Entries on locating named things:
☆ ☆ ☆ ☆ ☆ ☆ ☆

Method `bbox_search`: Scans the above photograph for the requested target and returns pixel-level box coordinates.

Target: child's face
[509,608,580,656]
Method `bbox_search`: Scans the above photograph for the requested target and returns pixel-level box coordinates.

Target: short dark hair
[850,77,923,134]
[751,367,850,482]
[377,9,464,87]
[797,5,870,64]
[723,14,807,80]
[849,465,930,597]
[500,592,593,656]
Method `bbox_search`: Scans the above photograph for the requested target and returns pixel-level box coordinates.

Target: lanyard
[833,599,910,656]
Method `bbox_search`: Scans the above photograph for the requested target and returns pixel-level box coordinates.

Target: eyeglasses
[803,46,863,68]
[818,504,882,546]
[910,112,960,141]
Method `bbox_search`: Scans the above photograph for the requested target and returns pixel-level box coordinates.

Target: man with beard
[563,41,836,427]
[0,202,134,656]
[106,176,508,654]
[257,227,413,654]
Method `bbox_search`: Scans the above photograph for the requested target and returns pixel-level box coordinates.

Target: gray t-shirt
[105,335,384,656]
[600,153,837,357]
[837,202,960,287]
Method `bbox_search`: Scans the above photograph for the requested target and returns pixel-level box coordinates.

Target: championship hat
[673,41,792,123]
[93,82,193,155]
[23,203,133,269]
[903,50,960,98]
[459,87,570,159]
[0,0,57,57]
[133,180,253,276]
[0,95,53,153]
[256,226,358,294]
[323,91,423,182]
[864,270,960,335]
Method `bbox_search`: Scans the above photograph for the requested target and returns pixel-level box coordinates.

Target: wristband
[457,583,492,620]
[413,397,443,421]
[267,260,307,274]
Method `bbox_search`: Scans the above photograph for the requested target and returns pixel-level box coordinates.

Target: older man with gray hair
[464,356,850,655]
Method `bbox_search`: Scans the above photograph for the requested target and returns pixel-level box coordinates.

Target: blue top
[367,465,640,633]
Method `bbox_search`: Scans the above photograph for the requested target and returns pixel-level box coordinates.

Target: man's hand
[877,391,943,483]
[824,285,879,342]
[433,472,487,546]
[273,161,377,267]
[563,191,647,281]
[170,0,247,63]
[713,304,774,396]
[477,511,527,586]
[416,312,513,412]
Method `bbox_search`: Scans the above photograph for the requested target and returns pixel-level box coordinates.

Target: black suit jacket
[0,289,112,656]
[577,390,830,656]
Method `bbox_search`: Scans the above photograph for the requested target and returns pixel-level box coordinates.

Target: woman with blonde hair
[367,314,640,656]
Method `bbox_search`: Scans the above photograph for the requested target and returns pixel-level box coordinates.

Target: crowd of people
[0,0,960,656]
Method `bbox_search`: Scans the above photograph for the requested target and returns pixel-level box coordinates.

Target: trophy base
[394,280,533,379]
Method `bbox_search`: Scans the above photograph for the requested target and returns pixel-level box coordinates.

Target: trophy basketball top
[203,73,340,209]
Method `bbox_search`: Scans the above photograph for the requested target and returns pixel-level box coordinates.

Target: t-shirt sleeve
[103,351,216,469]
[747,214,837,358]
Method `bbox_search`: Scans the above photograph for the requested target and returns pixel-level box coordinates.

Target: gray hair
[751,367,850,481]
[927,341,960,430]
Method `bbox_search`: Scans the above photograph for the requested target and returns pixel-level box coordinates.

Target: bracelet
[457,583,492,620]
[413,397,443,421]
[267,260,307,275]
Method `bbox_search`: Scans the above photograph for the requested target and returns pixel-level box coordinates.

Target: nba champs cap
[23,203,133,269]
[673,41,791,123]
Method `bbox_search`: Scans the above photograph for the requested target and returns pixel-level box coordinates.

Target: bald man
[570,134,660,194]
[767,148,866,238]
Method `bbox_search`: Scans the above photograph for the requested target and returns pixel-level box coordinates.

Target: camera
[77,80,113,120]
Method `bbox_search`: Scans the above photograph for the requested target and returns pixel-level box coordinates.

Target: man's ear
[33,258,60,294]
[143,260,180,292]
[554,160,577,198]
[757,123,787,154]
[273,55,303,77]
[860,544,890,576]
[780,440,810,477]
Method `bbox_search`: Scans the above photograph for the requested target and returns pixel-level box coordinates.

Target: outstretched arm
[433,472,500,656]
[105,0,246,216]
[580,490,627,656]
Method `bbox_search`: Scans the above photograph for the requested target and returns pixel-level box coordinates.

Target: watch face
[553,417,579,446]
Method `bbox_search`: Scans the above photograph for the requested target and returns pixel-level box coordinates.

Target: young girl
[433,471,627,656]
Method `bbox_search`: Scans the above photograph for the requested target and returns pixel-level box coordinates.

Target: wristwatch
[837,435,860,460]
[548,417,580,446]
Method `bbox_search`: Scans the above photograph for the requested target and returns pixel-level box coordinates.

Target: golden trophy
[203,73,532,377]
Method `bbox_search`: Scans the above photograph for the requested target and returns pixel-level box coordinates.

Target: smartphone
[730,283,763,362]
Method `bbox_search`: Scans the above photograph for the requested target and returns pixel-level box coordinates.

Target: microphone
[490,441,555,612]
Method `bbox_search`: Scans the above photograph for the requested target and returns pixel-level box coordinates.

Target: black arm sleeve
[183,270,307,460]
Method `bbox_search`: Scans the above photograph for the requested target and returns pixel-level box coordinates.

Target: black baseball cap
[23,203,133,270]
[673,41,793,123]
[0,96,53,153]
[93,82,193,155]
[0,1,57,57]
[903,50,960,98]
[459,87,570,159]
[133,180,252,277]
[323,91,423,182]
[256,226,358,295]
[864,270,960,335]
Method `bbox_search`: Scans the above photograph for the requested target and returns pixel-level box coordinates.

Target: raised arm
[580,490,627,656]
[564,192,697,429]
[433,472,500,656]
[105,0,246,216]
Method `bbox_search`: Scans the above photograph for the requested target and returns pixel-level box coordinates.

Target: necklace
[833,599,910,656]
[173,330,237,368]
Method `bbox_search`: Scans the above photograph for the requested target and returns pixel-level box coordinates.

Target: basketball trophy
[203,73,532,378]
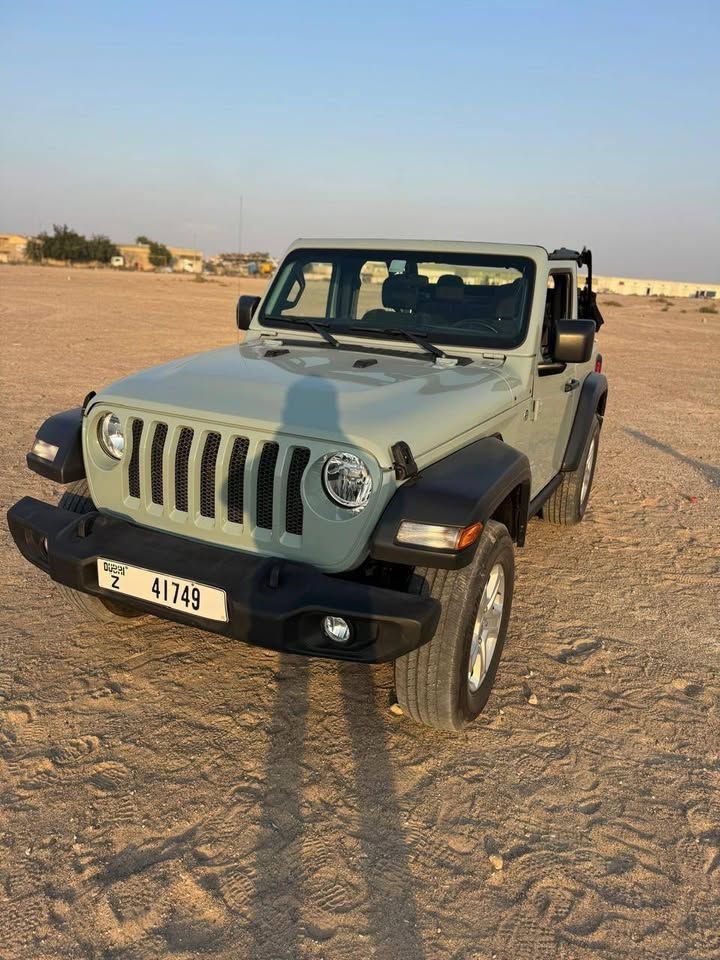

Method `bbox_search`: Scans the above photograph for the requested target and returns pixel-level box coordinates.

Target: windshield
[259,249,535,349]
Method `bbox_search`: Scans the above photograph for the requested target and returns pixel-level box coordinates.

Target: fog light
[323,617,350,643]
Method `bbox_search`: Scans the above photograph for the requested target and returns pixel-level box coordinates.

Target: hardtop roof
[286,237,548,262]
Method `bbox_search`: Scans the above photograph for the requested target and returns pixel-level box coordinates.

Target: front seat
[361,273,418,328]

☆ ☆ ☆ ☆ ☆ ☆ ☆

Aim of the task |
Rescale the material from its start through the line that contains "[910,112,960,141]", writing those lines out again with the requests included. Multiply every box coordinate in the answers by 2.1 and round each result to a whole number, with halves going up.

Correct answer |
Method `bbox_search`: Scans the above photograph for the requested target and returns pixel-level box coordinates.

Target: child's face
[1069,1277,1218,1378]
Method `bbox_search`: Scans the above photograph for the requested target and returns pixel-level box coordinates.

Target: short dark hair
[1785,162,1938,281]
[1577,771,1785,1012]
[792,19,974,183]
[1674,11,1827,134]
[1518,29,1695,168]
[1783,977,1953,1254]
[1050,1243,1245,1378]
Method `bbox_search`: Scans the above photograph for the requested target and returns pixel-level box coordinates.

Target: lanyard
[1749,1258,1911,1378]
Method `bbox_search`: Scans the above photograph for the requested target and returns pixel-level box coordinates.

Target: eyeglasses
[1686,97,1812,143]
[1718,1058,1852,1147]
[1911,235,2016,296]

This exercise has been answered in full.